**MATERIALS PROVIDED**:

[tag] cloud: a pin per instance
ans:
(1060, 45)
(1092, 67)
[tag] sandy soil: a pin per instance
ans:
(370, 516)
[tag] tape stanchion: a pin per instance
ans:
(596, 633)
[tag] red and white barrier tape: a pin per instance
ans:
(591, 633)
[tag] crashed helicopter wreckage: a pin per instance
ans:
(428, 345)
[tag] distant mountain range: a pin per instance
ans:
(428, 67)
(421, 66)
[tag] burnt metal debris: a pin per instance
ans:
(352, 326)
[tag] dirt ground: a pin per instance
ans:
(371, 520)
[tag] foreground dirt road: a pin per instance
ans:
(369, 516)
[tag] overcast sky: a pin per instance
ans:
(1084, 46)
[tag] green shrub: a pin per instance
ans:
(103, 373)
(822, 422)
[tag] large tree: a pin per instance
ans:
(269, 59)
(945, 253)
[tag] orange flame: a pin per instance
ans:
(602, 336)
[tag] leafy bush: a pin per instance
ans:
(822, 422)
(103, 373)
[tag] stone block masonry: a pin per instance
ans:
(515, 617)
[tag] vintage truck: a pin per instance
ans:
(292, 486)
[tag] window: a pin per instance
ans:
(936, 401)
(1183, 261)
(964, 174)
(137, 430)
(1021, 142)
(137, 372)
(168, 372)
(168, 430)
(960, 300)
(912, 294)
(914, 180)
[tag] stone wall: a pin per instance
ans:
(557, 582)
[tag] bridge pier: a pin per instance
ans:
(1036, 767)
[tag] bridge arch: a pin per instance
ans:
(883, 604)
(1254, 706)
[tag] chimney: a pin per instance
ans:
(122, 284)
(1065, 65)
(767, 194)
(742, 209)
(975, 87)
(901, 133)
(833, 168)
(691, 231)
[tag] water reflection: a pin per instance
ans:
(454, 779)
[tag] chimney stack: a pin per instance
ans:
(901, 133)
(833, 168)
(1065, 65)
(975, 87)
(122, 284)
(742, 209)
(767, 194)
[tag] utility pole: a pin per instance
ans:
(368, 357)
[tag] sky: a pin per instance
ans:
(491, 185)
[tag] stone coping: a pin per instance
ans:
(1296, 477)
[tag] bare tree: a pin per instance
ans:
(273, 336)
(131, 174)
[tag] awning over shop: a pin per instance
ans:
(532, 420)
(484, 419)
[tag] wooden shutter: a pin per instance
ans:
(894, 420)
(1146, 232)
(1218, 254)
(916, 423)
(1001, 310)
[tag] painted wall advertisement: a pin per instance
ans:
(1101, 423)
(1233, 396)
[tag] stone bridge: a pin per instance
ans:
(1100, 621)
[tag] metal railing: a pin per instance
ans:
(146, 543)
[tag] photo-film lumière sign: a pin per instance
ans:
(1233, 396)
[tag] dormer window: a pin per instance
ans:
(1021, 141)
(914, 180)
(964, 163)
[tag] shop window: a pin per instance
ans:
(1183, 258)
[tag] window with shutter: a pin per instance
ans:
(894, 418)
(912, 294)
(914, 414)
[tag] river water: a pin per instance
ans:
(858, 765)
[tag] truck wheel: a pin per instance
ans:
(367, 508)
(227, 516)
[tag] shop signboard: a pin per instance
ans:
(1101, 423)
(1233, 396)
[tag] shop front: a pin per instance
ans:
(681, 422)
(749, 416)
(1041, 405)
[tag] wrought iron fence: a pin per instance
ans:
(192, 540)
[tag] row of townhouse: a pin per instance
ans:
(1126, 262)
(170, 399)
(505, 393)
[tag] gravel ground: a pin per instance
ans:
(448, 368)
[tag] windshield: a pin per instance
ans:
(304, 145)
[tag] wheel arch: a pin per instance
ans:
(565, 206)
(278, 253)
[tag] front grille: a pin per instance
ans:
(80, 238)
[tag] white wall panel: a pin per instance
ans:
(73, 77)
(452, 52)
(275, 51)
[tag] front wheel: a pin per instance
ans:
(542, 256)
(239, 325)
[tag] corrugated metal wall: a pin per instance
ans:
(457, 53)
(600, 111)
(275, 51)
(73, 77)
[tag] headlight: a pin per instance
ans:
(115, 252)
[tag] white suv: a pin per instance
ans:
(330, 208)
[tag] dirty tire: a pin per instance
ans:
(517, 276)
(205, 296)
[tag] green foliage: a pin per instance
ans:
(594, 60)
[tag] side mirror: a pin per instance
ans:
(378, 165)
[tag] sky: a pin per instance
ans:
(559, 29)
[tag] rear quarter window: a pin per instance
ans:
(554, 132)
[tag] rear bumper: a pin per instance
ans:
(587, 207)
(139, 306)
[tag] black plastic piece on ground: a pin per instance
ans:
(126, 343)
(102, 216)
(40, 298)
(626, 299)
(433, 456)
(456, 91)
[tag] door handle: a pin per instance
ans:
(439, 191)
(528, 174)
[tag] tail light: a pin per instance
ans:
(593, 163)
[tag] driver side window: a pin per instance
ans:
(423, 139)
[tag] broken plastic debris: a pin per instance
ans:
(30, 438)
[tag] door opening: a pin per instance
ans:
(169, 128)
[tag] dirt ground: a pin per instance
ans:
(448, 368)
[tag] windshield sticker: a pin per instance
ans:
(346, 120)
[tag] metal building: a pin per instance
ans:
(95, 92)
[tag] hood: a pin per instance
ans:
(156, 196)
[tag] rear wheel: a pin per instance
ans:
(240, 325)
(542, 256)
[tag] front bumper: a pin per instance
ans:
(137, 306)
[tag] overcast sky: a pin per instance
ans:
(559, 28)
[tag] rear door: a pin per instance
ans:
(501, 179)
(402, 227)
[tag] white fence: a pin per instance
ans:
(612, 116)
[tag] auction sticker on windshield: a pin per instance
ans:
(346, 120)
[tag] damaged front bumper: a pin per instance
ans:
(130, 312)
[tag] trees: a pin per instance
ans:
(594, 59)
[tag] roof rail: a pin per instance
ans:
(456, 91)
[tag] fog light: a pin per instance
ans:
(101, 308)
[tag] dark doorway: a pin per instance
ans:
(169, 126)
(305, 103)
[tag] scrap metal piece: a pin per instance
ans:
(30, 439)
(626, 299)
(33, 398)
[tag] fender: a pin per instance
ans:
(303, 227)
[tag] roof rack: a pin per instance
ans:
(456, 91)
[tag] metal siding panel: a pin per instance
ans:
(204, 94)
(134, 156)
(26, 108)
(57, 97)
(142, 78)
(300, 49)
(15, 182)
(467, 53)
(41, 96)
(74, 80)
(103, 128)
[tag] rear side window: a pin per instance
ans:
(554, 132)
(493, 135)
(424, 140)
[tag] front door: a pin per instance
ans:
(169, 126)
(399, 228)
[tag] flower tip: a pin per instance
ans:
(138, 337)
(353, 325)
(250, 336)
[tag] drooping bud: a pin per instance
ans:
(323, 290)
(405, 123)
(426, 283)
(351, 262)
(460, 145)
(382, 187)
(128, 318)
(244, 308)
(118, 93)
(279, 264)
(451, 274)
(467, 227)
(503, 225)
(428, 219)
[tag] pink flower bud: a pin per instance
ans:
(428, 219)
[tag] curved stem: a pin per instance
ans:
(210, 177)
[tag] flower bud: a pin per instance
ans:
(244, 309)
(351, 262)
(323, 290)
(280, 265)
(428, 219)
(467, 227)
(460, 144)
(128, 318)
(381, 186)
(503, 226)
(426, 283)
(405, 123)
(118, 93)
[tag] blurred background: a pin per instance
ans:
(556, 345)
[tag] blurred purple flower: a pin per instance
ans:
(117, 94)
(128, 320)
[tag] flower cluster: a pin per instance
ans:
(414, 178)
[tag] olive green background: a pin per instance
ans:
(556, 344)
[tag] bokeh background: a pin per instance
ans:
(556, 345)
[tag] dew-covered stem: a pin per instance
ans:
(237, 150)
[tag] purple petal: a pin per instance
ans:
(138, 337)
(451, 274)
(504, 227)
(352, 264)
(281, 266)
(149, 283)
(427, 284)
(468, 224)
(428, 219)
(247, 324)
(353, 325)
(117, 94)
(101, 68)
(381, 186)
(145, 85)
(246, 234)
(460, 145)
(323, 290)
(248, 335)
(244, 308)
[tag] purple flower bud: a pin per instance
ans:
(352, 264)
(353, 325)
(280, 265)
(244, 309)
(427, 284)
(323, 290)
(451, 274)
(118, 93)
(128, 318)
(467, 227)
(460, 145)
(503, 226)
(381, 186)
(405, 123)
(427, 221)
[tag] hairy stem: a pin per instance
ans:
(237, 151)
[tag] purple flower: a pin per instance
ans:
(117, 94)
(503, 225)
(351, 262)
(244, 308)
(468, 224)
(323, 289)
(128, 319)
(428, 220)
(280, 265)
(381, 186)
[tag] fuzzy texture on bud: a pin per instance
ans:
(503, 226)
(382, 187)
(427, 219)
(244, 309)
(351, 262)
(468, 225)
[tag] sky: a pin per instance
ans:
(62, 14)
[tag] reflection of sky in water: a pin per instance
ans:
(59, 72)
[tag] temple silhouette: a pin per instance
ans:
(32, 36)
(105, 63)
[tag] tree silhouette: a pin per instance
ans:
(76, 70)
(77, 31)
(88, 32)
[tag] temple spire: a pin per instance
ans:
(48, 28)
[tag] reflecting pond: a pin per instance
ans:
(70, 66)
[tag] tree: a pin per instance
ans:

**GIVEN INSTRUCTION**: Reproduce only the lines between the line containing "[tag] flower cluster: a pin per instance" and the last line of the records, those two lines included, exactly.

**SOLUTION FOR THIS EXERCISE**:
[tag] flower cluster: a pin per instance
ans:
(414, 178)
[tag] olive green background: a pin per instance
ans:
(556, 344)
[tag] bokeh background: a pin per instance
ans:
(556, 345)
[tag] dew-covered stem: a pin per instance
ans:
(237, 150)
[tag] purple petal: a pin per instance
ans:
(138, 337)
(451, 274)
(504, 227)
(352, 264)
(281, 266)
(149, 283)
(427, 284)
(468, 224)
(428, 219)
(247, 324)
(353, 325)
(117, 94)
(101, 68)
(381, 186)
(145, 85)
(246, 234)
(460, 145)
(323, 290)
(248, 335)
(244, 308)
[tag] purple flower bud: a pin per instance
ans:
(352, 264)
(353, 325)
(280, 265)
(244, 309)
(427, 284)
(323, 290)
(451, 274)
(118, 93)
(128, 318)
(467, 227)
(460, 145)
(503, 226)
(381, 186)
(405, 123)
(427, 221)
[tag] hairy stem: a pin per instance
ans:
(237, 151)
[tag] purple flower: a pin per instance
ans:
(117, 94)
(503, 225)
(351, 262)
(244, 308)
(468, 224)
(323, 289)
(128, 319)
(428, 220)
(280, 265)
(381, 186)
[tag] fuzzy texture on bud: a pin per instance
ans:
(503, 226)
(382, 187)
(427, 219)
(244, 309)
(351, 262)
(468, 225)
[tag] sky: a pin per instance
ans:
(62, 14)
[tag] reflection of sky in water: a pin per instance
ans:
(59, 72)
[tag] temple silhouette: a pin per instance
ans:
(32, 36)
(105, 63)
[tag] tree silhouette: a pin per instance
ans:
(76, 70)
(77, 31)
(88, 32)
[tag] temple spire: a pin per instance
ans:
(48, 28)
[tag] reflecting pond: a pin per instance
ans:
(70, 66)
[tag] tree: a pin per instance
ans:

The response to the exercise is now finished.